**GOAL OF THE EXERCISE**
Find each line in the records below that contains the word "instance", and copy those lines out in full.

**GIVEN DATA**
+ + + +

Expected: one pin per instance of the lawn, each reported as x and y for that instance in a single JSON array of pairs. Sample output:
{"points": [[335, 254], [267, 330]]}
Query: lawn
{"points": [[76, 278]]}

+ + + +

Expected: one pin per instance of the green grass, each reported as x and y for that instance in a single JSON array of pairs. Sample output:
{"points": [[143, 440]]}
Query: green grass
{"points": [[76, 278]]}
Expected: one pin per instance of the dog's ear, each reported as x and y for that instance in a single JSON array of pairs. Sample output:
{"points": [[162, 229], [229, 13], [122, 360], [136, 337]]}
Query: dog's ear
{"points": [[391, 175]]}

+ + + +

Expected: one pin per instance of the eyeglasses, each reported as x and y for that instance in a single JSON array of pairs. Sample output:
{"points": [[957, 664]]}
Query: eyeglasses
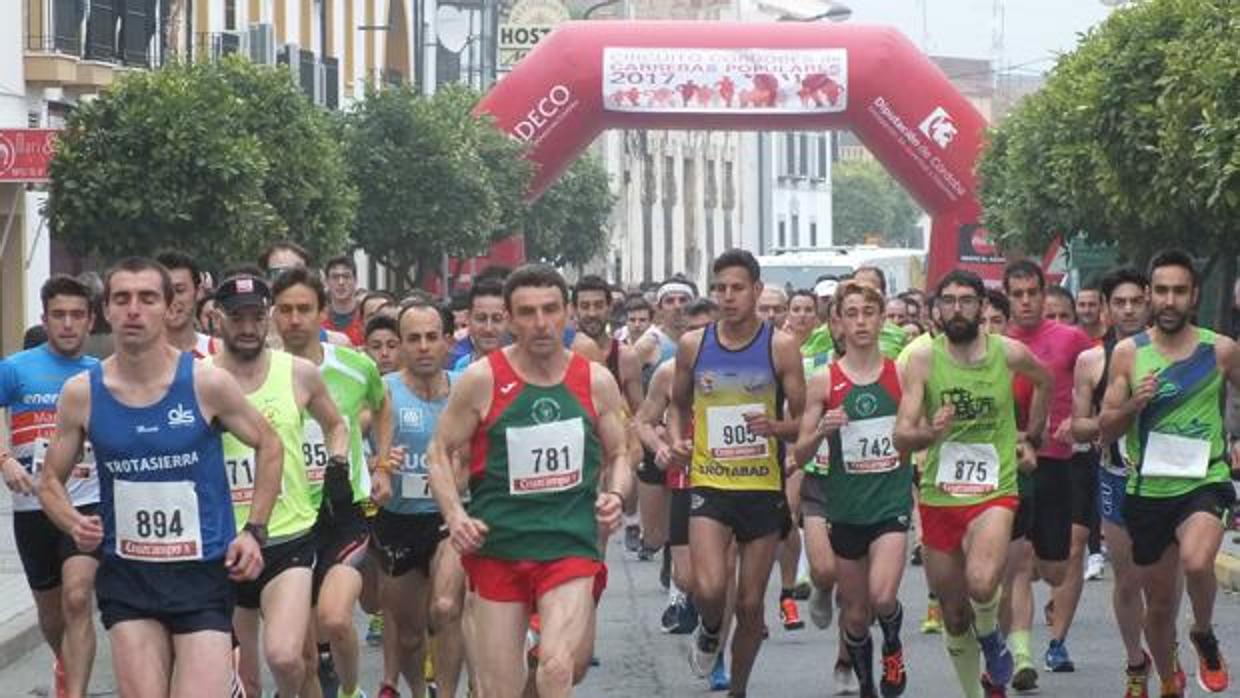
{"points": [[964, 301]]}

+ + + +

**TASK RESPONSE**
Expected: one pin per instance of the lawn, each reported as x and y for that instance in a single JSON array of pairs. Sample output:
Expected: one pin per instance of the green grass, each reported as x and y for that instance in a single JSON array of pairs. Sample output:
Expected: one pin per instance of the dog's ear, each reported as x and y for that instance in a single JSON array of pairs. Sample output:
Expected: one pin per instance of the eyeglasses, each reported as x and y for that instance in a single JSON array of pairs. Sample output:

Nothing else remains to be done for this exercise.